• BAGIAN DOKUMEN:
Stunting merupakan sebuah persoalan akut di Indonesia selain kemiskinan. Mengutip sehatnegeriku.kemenkes.go.id, prevalensi stunting di Indonesia sebesar 21,6 persen.Â
Dalam laman yankes.kemenkes.go.id, menurut WHO, stunting adalah gangguan pertumbuhan dan perkembangan anak akibat kekurangan gizi kronis dan infeksi berulang dengan panjang atau tinggi badan di bawah standar.
Prevalensi stunting tertinggi di Indonesia termasuk di daerah kami Nusa Tenggara Timur (NTT) yakni 17,4 persen (aksi.bangda.kemendagri.go.id). Pada tingkat propinsi, Kabupaten Timor Tengah Selatan (TTS) tempat saya berada, menduduki peringkat teratas prevalensi stunting sebesar 28 persen pada 2022 (ntt.bps.go.id).
Secara nasional, kabupaten TTS pada tahun 2021 nangkring di posisi teratas sebagai daerah dengan prevalensi stunting tertinggi di Indonesia. Masalah tersebutlah yang kemudian mengundang Presiden Jokowi turun langsung ke TTS pada tahun lalu.

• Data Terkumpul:
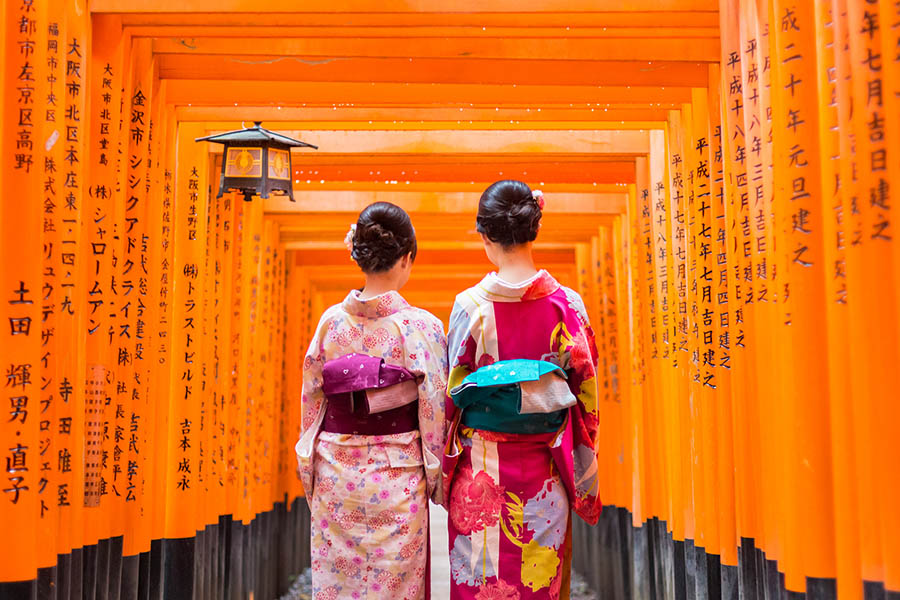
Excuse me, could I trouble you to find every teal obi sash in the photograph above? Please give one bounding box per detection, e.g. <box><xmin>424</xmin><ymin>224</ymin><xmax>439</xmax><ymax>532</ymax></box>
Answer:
<box><xmin>450</xmin><ymin>359</ymin><xmax>576</xmax><ymax>434</ymax></box>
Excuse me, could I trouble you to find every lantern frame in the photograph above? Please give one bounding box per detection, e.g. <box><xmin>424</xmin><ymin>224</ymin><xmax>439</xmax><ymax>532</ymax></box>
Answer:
<box><xmin>194</xmin><ymin>121</ymin><xmax>319</xmax><ymax>202</ymax></box>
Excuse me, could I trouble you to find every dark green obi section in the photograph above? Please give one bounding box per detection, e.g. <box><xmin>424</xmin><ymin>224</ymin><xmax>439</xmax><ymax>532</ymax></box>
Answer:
<box><xmin>450</xmin><ymin>359</ymin><xmax>566</xmax><ymax>434</ymax></box>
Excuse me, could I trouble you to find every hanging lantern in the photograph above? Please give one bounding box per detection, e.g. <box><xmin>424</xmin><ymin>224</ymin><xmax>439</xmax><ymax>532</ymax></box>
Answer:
<box><xmin>196</xmin><ymin>121</ymin><xmax>318</xmax><ymax>202</ymax></box>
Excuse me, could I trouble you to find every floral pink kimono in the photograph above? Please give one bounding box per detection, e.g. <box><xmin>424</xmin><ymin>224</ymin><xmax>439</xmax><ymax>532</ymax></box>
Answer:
<box><xmin>296</xmin><ymin>291</ymin><xmax>447</xmax><ymax>600</ymax></box>
<box><xmin>443</xmin><ymin>270</ymin><xmax>601</xmax><ymax>600</ymax></box>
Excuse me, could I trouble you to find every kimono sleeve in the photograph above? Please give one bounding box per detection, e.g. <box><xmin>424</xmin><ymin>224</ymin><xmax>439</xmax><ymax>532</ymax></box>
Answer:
<box><xmin>447</xmin><ymin>299</ymin><xmax>477</xmax><ymax>421</ymax></box>
<box><xmin>410</xmin><ymin>314</ymin><xmax>447</xmax><ymax>504</ymax></box>
<box><xmin>294</xmin><ymin>311</ymin><xmax>331</xmax><ymax>497</ymax></box>
<box><xmin>560</xmin><ymin>290</ymin><xmax>602</xmax><ymax>523</ymax></box>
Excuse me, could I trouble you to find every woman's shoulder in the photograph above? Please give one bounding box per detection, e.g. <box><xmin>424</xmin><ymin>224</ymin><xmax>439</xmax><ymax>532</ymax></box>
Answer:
<box><xmin>318</xmin><ymin>302</ymin><xmax>347</xmax><ymax>329</ymax></box>
<box><xmin>396</xmin><ymin>305</ymin><xmax>444</xmax><ymax>333</ymax></box>
<box><xmin>556</xmin><ymin>285</ymin><xmax>589</xmax><ymax>323</ymax></box>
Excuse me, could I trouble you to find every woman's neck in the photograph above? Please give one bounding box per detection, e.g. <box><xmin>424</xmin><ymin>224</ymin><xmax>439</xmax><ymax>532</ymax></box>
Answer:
<box><xmin>496</xmin><ymin>244</ymin><xmax>538</xmax><ymax>284</ymax></box>
<box><xmin>359</xmin><ymin>273</ymin><xmax>399</xmax><ymax>300</ymax></box>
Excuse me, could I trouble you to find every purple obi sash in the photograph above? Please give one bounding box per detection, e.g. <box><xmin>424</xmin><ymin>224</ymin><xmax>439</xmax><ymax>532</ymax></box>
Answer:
<box><xmin>322</xmin><ymin>353</ymin><xmax>419</xmax><ymax>435</ymax></box>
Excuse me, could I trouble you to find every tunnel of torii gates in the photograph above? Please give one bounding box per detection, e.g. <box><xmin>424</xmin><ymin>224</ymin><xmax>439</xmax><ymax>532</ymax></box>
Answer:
<box><xmin>0</xmin><ymin>0</ymin><xmax>900</xmax><ymax>600</ymax></box>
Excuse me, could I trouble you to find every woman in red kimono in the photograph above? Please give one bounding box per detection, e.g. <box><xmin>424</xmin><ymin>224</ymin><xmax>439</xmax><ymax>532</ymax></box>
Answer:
<box><xmin>443</xmin><ymin>181</ymin><xmax>600</xmax><ymax>600</ymax></box>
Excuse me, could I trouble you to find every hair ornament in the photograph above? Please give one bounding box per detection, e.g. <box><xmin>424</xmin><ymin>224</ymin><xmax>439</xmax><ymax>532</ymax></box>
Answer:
<box><xmin>344</xmin><ymin>223</ymin><xmax>356</xmax><ymax>252</ymax></box>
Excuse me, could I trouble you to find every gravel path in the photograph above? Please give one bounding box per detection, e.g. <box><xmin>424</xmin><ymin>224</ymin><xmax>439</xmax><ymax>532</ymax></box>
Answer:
<box><xmin>278</xmin><ymin>569</ymin><xmax>597</xmax><ymax>600</ymax></box>
<box><xmin>279</xmin><ymin>505</ymin><xmax>597</xmax><ymax>600</ymax></box>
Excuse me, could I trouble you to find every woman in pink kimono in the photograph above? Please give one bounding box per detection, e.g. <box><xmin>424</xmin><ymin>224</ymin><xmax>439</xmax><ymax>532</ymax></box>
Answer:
<box><xmin>443</xmin><ymin>181</ymin><xmax>600</xmax><ymax>600</ymax></box>
<box><xmin>296</xmin><ymin>202</ymin><xmax>447</xmax><ymax>600</ymax></box>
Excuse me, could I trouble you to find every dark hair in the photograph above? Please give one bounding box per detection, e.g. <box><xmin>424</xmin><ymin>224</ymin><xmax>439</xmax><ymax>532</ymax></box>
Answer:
<box><xmin>350</xmin><ymin>202</ymin><xmax>417</xmax><ymax>273</ymax></box>
<box><xmin>475</xmin><ymin>179</ymin><xmax>542</xmax><ymax>247</ymax></box>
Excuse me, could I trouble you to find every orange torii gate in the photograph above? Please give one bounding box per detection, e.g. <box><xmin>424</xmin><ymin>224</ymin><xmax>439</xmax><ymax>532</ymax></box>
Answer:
<box><xmin>0</xmin><ymin>0</ymin><xmax>900</xmax><ymax>600</ymax></box>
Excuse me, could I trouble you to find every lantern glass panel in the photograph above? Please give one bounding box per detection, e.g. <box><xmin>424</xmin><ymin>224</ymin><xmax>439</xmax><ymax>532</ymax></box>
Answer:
<box><xmin>269</xmin><ymin>148</ymin><xmax>291</xmax><ymax>181</ymax></box>
<box><xmin>225</xmin><ymin>147</ymin><xmax>263</xmax><ymax>177</ymax></box>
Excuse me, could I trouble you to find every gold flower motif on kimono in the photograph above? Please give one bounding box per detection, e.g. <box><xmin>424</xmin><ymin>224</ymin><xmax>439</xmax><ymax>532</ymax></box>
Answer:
<box><xmin>522</xmin><ymin>539</ymin><xmax>559</xmax><ymax>591</ymax></box>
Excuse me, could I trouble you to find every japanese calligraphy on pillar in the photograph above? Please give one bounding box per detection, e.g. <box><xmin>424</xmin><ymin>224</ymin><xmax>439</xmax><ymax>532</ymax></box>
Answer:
<box><xmin>0</xmin><ymin>1</ymin><xmax>48</xmax><ymax>581</ymax></box>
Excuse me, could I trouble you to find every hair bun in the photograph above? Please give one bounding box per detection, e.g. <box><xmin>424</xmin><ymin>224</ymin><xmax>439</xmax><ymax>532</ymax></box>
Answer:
<box><xmin>350</xmin><ymin>202</ymin><xmax>416</xmax><ymax>273</ymax></box>
<box><xmin>475</xmin><ymin>179</ymin><xmax>542</xmax><ymax>247</ymax></box>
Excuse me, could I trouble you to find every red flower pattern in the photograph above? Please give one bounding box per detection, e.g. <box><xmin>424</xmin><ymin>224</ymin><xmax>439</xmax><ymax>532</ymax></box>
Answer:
<box><xmin>450</xmin><ymin>467</ymin><xmax>506</xmax><ymax>535</ymax></box>
<box><xmin>475</xmin><ymin>577</ymin><xmax>521</xmax><ymax>600</ymax></box>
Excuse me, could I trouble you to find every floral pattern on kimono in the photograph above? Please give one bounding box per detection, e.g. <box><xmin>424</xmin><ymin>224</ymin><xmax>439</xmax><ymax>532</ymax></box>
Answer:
<box><xmin>444</xmin><ymin>271</ymin><xmax>601</xmax><ymax>600</ymax></box>
<box><xmin>296</xmin><ymin>290</ymin><xmax>447</xmax><ymax>600</ymax></box>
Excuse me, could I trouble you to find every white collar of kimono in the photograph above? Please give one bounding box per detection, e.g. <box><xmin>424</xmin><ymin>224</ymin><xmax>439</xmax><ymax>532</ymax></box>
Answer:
<box><xmin>475</xmin><ymin>269</ymin><xmax>559</xmax><ymax>302</ymax></box>
<box><xmin>342</xmin><ymin>290</ymin><xmax>409</xmax><ymax>317</ymax></box>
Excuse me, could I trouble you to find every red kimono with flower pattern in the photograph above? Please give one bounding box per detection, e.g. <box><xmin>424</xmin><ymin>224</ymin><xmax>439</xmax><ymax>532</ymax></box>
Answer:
<box><xmin>443</xmin><ymin>271</ymin><xmax>601</xmax><ymax>600</ymax></box>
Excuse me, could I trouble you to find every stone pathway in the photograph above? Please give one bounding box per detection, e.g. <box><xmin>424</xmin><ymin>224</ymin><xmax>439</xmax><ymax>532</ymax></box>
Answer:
<box><xmin>279</xmin><ymin>504</ymin><xmax>597</xmax><ymax>600</ymax></box>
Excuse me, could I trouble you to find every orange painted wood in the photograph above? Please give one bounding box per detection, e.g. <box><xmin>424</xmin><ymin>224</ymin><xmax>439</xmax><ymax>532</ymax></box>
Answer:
<box><xmin>91</xmin><ymin>0</ymin><xmax>717</xmax><ymax>13</ymax></box>
<box><xmin>770</xmin><ymin>2</ymin><xmax>836</xmax><ymax>591</ymax></box>
<box><xmin>815</xmin><ymin>2</ymin><xmax>863</xmax><ymax>599</ymax></box>
<box><xmin>0</xmin><ymin>3</ymin><xmax>47</xmax><ymax>581</ymax></box>
<box><xmin>154</xmin><ymin>37</ymin><xmax>719</xmax><ymax>63</ymax></box>
<box><xmin>163</xmin><ymin>79</ymin><xmax>690</xmax><ymax>106</ymax></box>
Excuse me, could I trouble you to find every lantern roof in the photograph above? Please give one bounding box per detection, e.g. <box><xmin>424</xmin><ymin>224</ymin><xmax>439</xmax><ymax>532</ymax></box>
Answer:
<box><xmin>195</xmin><ymin>121</ymin><xmax>319</xmax><ymax>150</ymax></box>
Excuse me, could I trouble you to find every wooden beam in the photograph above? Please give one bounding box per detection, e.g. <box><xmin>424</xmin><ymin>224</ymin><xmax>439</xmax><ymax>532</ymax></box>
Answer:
<box><xmin>278</xmin><ymin>162</ymin><xmax>634</xmax><ymax>185</ymax></box>
<box><xmin>132</xmin><ymin>24</ymin><xmax>719</xmax><ymax>39</ymax></box>
<box><xmin>116</xmin><ymin>11</ymin><xmax>719</xmax><ymax>28</ymax></box>
<box><xmin>267</xmin><ymin>213</ymin><xmax>614</xmax><ymax>244</ymax></box>
<box><xmin>159</xmin><ymin>55</ymin><xmax>719</xmax><ymax>87</ymax></box>
<box><xmin>90</xmin><ymin>0</ymin><xmax>719</xmax><ymax>14</ymax></box>
<box><xmin>262</xmin><ymin>191</ymin><xmax>628</xmax><ymax>214</ymax></box>
<box><xmin>286</xmin><ymin>248</ymin><xmax>575</xmax><ymax>268</ymax></box>
<box><xmin>168</xmin><ymin>79</ymin><xmax>691</xmax><ymax>108</ymax></box>
<box><xmin>175</xmin><ymin>104</ymin><xmax>678</xmax><ymax>123</ymax></box>
<box><xmin>153</xmin><ymin>37</ymin><xmax>720</xmax><ymax>63</ymax></box>
<box><xmin>199</xmin><ymin>129</ymin><xmax>649</xmax><ymax>155</ymax></box>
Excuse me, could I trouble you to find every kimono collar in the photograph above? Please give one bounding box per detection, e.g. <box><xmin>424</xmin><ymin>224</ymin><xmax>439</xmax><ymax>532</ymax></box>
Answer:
<box><xmin>475</xmin><ymin>269</ymin><xmax>559</xmax><ymax>302</ymax></box>
<box><xmin>341</xmin><ymin>290</ymin><xmax>409</xmax><ymax>319</ymax></box>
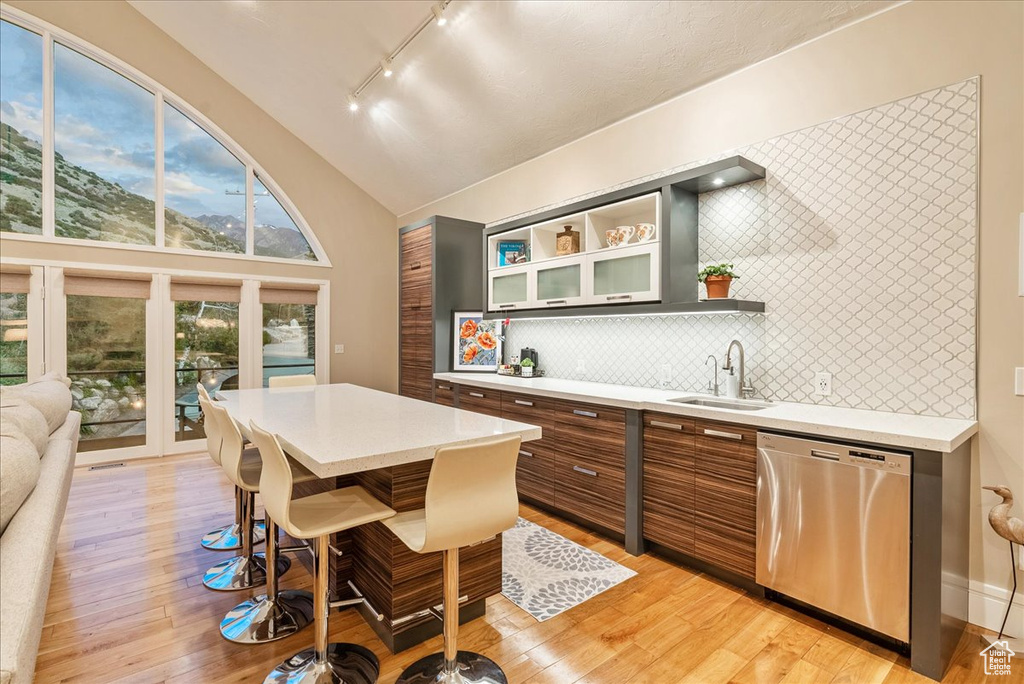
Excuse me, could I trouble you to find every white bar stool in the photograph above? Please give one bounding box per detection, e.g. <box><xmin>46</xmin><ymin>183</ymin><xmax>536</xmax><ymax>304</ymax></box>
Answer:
<box><xmin>250</xmin><ymin>423</ymin><xmax>394</xmax><ymax>684</ymax></box>
<box><xmin>267</xmin><ymin>375</ymin><xmax>316</xmax><ymax>388</ymax></box>
<box><xmin>196</xmin><ymin>382</ymin><xmax>266</xmax><ymax>551</ymax></box>
<box><xmin>200</xmin><ymin>397</ymin><xmax>299</xmax><ymax>591</ymax></box>
<box><xmin>384</xmin><ymin>437</ymin><xmax>520</xmax><ymax>684</ymax></box>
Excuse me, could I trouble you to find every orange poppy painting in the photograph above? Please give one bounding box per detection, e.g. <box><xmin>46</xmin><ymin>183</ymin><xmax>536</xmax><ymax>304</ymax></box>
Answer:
<box><xmin>453</xmin><ymin>311</ymin><xmax>502</xmax><ymax>371</ymax></box>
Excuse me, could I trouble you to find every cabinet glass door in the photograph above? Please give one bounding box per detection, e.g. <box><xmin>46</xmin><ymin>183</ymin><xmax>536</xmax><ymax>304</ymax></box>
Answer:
<box><xmin>487</xmin><ymin>267</ymin><xmax>532</xmax><ymax>311</ymax></box>
<box><xmin>589</xmin><ymin>244</ymin><xmax>660</xmax><ymax>304</ymax></box>
<box><xmin>537</xmin><ymin>256</ymin><xmax>584</xmax><ymax>307</ymax></box>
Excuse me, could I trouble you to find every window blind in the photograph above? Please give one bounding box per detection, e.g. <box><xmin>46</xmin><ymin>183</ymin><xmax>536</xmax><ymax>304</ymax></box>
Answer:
<box><xmin>171</xmin><ymin>277</ymin><xmax>242</xmax><ymax>302</ymax></box>
<box><xmin>259</xmin><ymin>283</ymin><xmax>319</xmax><ymax>305</ymax></box>
<box><xmin>65</xmin><ymin>271</ymin><xmax>152</xmax><ymax>299</ymax></box>
<box><xmin>0</xmin><ymin>270</ymin><xmax>31</xmax><ymax>294</ymax></box>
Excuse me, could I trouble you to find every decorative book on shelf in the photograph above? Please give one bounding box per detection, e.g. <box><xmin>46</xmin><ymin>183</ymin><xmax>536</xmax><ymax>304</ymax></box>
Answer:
<box><xmin>498</xmin><ymin>240</ymin><xmax>529</xmax><ymax>266</ymax></box>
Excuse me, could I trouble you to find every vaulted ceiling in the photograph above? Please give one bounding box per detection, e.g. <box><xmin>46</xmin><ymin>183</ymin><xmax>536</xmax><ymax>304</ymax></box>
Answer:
<box><xmin>132</xmin><ymin>0</ymin><xmax>893</xmax><ymax>214</ymax></box>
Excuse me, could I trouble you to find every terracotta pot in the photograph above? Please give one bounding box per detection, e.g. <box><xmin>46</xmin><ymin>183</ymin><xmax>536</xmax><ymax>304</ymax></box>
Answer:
<box><xmin>705</xmin><ymin>275</ymin><xmax>732</xmax><ymax>299</ymax></box>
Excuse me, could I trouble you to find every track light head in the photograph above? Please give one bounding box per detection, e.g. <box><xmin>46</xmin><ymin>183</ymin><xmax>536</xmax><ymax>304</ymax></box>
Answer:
<box><xmin>430</xmin><ymin>2</ymin><xmax>447</xmax><ymax>27</ymax></box>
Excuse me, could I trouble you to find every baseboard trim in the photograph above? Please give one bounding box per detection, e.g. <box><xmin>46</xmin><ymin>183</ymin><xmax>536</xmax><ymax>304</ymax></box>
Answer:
<box><xmin>968</xmin><ymin>581</ymin><xmax>1024</xmax><ymax>638</ymax></box>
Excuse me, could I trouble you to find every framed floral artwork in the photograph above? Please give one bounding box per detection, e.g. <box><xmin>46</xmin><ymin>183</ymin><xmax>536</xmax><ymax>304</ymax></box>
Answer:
<box><xmin>452</xmin><ymin>311</ymin><xmax>502</xmax><ymax>373</ymax></box>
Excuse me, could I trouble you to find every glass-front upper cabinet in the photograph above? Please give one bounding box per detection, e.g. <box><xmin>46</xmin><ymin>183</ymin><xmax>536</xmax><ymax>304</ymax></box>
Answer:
<box><xmin>534</xmin><ymin>255</ymin><xmax>587</xmax><ymax>307</ymax></box>
<box><xmin>487</xmin><ymin>266</ymin><xmax>534</xmax><ymax>311</ymax></box>
<box><xmin>587</xmin><ymin>244</ymin><xmax>662</xmax><ymax>304</ymax></box>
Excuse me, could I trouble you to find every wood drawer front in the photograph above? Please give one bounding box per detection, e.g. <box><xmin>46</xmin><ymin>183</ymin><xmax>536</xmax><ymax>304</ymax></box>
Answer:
<box><xmin>555</xmin><ymin>400</ymin><xmax>626</xmax><ymax>432</ymax></box>
<box><xmin>643</xmin><ymin>460</ymin><xmax>695</xmax><ymax>555</ymax></box>
<box><xmin>695</xmin><ymin>421</ymin><xmax>758</xmax><ymax>487</ymax></box>
<box><xmin>502</xmin><ymin>392</ymin><xmax>555</xmax><ymax>430</ymax></box>
<box><xmin>693</xmin><ymin>471</ymin><xmax>757</xmax><ymax>579</ymax></box>
<box><xmin>459</xmin><ymin>385</ymin><xmax>502</xmax><ymax>418</ymax></box>
<box><xmin>434</xmin><ymin>380</ymin><xmax>456</xmax><ymax>407</ymax></box>
<box><xmin>515</xmin><ymin>441</ymin><xmax>555</xmax><ymax>506</ymax></box>
<box><xmin>555</xmin><ymin>453</ymin><xmax>626</xmax><ymax>535</ymax></box>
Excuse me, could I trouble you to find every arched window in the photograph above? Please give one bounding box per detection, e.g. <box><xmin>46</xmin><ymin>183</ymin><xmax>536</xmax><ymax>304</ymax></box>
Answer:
<box><xmin>0</xmin><ymin>10</ymin><xmax>328</xmax><ymax>265</ymax></box>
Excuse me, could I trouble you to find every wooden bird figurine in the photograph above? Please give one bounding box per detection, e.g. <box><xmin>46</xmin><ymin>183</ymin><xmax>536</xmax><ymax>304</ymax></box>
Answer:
<box><xmin>981</xmin><ymin>486</ymin><xmax>1024</xmax><ymax>545</ymax></box>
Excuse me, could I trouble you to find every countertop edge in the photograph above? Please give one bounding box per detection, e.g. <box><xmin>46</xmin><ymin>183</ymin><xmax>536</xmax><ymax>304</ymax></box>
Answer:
<box><xmin>433</xmin><ymin>373</ymin><xmax>978</xmax><ymax>454</ymax></box>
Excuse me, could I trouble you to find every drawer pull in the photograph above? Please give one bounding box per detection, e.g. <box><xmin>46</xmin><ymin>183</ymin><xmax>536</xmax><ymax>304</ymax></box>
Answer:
<box><xmin>705</xmin><ymin>428</ymin><xmax>743</xmax><ymax>439</ymax></box>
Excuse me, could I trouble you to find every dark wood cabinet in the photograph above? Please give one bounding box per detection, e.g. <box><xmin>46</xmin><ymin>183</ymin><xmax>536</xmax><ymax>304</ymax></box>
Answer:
<box><xmin>643</xmin><ymin>412</ymin><xmax>695</xmax><ymax>555</ymax></box>
<box><xmin>398</xmin><ymin>216</ymin><xmax>483</xmax><ymax>401</ymax></box>
<box><xmin>693</xmin><ymin>420</ymin><xmax>758</xmax><ymax>580</ymax></box>
<box><xmin>555</xmin><ymin>401</ymin><xmax>626</xmax><ymax>535</ymax></box>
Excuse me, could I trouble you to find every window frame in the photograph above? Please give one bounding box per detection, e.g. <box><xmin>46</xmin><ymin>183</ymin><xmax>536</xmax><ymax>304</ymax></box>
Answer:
<box><xmin>0</xmin><ymin>6</ymin><xmax>332</xmax><ymax>268</ymax></box>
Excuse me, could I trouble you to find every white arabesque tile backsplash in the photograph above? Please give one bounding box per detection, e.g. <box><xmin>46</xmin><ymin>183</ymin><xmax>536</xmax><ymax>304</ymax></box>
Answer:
<box><xmin>505</xmin><ymin>79</ymin><xmax>978</xmax><ymax>419</ymax></box>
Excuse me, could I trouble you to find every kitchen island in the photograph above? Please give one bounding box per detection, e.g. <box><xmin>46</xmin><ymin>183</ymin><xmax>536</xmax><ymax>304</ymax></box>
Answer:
<box><xmin>218</xmin><ymin>384</ymin><xmax>541</xmax><ymax>652</ymax></box>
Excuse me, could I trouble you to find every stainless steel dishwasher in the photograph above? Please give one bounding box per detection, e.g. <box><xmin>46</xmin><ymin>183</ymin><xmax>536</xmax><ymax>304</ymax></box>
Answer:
<box><xmin>757</xmin><ymin>433</ymin><xmax>910</xmax><ymax>643</ymax></box>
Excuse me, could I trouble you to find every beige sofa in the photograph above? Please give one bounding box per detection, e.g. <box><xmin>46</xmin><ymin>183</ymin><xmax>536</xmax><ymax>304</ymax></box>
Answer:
<box><xmin>0</xmin><ymin>375</ymin><xmax>81</xmax><ymax>684</ymax></box>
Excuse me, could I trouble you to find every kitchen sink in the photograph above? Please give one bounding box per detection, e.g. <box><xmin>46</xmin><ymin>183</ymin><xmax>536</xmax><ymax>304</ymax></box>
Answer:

• TUGAS 1:
Jawablah pertanyaan berikut berdasarkan teks tentang stunting.
(a) Berapa prevalensi stunting di Indonesia menurut kutipan dari sehatnegeriku.kemenkes.go.id?
(b) Kabupaten mana yang menduduki peringkat teratas prevalensi stunting di tingkat provinsi pada 2022, dan berapa persentasenya?
(c) Siapa yang turun langsung ke kabupaten TTS karena masalah stunting tersebut?
• TUGAS 2: Tuliskan ulang bagian teks tentang stunting tanpa perubahan, mulai dari "Stunting merupakan sebuah" sampai "pada 2022 (ntt.bps.go.id).".

• JAWABAN TERTULIS 1:
(a) Prevalensi stunting di Indonesia sebesar 21,6 persen.
(b) Kabupaten Timor Tengah Selatan (TTS), dengan prevalensi 28 persen.
(c) Presiden Jokowi.

• JAWABAN TERTULIS 2:
Stunting merupakan sebuah persoalan akut di Indonesia selain kemiskinan. Mengutip sehatnegeriku.kemenkes.go.id, prevalensi stunting di Indonesia sebesar 21,6 persen.Â
Dalam laman yankes.kemenkes.go.id, menurut WHO, stunting adalah gangguan pertumbuhan dan perkembangan anak akibat kekurangan gizi kronis dan infeksi berulang dengan panjang atau tinggi badan di bawah standar.
Prevalensi stunting tertinggi di Indonesia termasuk di daerah kami Nusa Tenggara Timur (NTT) yakni 17,4 persen (aksi.bangda.kemendagri.go.id). Pada tingkat propinsi, Kabupaten Timor Tengah Selatan (TTS) tempat saya berada, menduduki peringkat teratas prevalensi stunting sebesar 28 persen pada 2022 (ntt.bps.go.id).